▶ **WORK ORDER**
Copy the lines below exactly. Start at the first and finish with the line containing "Report the position of every instance of the black dress".
● ● ● ● ●
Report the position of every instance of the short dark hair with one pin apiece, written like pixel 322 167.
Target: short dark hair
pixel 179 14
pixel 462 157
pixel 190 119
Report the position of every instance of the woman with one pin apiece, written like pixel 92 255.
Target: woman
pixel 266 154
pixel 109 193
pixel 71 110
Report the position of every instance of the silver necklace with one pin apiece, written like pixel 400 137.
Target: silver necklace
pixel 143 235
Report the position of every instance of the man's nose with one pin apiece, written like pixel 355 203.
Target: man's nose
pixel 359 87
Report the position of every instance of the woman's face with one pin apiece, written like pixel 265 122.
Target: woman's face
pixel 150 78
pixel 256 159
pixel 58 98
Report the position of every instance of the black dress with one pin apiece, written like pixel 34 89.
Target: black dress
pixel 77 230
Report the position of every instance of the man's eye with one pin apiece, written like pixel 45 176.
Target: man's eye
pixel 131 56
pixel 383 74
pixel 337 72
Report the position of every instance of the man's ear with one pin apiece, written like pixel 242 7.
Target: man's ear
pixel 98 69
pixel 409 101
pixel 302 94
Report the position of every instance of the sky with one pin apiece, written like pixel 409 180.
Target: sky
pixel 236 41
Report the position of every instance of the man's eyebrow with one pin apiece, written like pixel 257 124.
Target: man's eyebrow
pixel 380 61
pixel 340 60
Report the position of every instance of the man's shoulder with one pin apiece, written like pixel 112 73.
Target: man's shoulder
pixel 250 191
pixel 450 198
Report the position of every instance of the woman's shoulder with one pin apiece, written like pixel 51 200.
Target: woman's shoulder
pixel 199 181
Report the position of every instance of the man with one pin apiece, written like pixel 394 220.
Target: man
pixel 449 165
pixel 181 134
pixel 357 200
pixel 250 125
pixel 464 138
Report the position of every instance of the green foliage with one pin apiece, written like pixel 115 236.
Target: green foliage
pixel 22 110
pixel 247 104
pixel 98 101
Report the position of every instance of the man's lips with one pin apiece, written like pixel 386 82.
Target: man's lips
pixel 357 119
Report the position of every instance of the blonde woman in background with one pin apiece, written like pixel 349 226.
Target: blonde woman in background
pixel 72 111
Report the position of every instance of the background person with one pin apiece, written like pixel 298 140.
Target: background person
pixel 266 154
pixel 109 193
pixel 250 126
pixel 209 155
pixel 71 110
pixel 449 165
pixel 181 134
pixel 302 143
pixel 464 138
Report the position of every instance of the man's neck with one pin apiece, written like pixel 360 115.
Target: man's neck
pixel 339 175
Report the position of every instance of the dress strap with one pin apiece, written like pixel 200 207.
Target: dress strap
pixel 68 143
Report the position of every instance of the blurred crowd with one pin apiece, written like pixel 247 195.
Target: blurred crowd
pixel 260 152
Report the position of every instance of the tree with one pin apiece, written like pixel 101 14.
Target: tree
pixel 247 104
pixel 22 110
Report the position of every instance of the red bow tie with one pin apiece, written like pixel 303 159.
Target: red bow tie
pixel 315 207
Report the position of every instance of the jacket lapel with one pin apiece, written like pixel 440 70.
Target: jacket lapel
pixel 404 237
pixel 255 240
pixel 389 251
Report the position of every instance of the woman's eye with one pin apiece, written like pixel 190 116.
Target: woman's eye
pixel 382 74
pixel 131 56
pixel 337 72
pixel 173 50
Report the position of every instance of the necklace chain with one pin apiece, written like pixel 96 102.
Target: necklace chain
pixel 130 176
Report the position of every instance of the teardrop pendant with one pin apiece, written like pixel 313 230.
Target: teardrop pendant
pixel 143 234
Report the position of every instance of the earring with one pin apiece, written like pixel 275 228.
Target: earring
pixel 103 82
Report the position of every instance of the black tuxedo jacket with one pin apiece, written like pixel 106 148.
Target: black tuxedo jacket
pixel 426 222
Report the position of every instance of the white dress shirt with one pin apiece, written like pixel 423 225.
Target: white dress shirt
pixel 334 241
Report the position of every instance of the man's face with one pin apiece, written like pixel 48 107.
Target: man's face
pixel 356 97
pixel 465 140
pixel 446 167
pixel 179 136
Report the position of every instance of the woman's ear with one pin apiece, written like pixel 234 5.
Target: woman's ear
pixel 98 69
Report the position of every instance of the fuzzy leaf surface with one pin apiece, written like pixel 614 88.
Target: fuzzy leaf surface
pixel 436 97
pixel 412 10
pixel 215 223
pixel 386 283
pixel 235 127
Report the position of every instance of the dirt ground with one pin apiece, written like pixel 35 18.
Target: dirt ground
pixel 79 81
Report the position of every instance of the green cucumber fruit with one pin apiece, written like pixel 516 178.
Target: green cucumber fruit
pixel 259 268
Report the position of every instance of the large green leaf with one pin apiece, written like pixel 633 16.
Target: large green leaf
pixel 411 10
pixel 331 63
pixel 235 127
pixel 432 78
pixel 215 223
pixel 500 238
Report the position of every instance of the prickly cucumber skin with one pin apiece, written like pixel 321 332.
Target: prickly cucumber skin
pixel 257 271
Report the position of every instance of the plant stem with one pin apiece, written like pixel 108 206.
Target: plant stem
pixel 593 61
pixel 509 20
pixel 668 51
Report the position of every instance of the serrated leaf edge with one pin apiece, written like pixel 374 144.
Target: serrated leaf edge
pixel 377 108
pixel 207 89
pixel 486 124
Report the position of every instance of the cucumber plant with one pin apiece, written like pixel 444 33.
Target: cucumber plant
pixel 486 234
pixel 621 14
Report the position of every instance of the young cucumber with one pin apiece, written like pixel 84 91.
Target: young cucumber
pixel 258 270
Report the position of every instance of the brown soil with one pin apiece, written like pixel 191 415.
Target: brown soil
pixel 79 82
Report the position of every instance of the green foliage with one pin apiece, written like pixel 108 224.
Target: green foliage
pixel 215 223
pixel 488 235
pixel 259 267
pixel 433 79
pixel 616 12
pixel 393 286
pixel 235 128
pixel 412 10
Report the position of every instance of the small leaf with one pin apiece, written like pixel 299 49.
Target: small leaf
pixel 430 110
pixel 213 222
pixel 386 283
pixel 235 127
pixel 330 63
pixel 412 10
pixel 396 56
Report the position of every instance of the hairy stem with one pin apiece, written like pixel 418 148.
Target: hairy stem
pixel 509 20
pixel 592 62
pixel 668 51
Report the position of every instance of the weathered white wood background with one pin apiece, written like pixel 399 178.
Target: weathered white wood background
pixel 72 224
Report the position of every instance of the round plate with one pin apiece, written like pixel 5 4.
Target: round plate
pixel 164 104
● ● ● ● ●
▶ **TASK SOLUTION**
Report the position of every instance of the short dark hair with one pin apiece, written like pixel 322 167.
Target: short dark hair
pixel 179 14
pixel 462 157
pixel 190 119
Report the position of every instance of the woman with one pin apiece, written like pixel 92 255.
Target: woman
pixel 266 154
pixel 109 193
pixel 71 110
Report the position of every instance of the silver necklace with one pin apiece, written like pixel 400 137.
Target: silver necklace
pixel 143 235
Report the position of every instance of the man's nose with one pin apiece, written like pixel 355 203.
Target: man's nose
pixel 359 87
Report the position of every instance of the woman's face with one pin apiece, written like pixel 265 122.
Target: woman's face
pixel 150 78
pixel 256 159
pixel 58 98
Report the position of every instance of the black dress with one pin apiece, written like pixel 34 89.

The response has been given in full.